# THE EXERCISE
Copy the lines of the records without any change, starting at the beginning of the records and ending at the line that contains "[0,35,160,89]". Leave the pictures out of your copy.

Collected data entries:
★ ★ ★ ★ ★

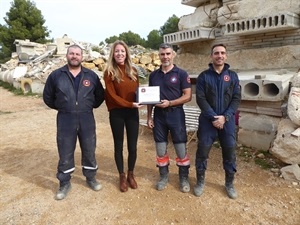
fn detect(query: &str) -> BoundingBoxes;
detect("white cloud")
[0,0,195,44]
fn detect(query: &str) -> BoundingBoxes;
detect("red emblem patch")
[186,76,191,83]
[224,75,230,82]
[82,80,91,87]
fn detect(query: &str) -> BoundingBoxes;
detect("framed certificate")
[137,86,161,105]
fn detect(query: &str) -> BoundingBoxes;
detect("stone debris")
[0,35,160,89]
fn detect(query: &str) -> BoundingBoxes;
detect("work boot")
[156,166,169,191]
[179,176,190,193]
[120,173,128,192]
[127,171,137,189]
[55,182,71,200]
[225,173,237,199]
[194,170,205,197]
[86,178,102,191]
[178,166,190,193]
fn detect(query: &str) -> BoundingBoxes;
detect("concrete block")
[163,27,219,44]
[181,0,209,8]
[238,71,295,101]
[238,129,275,150]
[239,112,280,134]
[224,12,300,35]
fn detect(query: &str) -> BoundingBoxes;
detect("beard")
[68,59,81,67]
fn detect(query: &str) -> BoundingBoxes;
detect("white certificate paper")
[137,86,161,105]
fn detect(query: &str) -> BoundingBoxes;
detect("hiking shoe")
[55,182,71,200]
[180,176,190,193]
[86,179,102,191]
[225,184,237,199]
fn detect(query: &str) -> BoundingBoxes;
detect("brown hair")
[210,43,226,55]
[105,40,137,83]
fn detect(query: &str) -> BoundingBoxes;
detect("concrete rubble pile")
[0,35,160,94]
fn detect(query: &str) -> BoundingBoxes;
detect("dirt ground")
[0,88,300,225]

★ ★ ★ ★ ★

# OUTPUT OF THE TASK
fn detect(query: &str) -> BoundingBoxes;
detect("white cloud")
[0,0,195,44]
fn detect(query: &str) -> BoundingBoxes;
detect("red emblem patch")
[186,76,191,83]
[224,75,230,82]
[82,80,91,87]
fn detect(query: &str) -> BoundingBoxes;
detect("framed certificate")
[137,86,161,105]
fn detect(query: &str) -> BoundingBoxes;
detect("stone debris")
[0,35,160,89]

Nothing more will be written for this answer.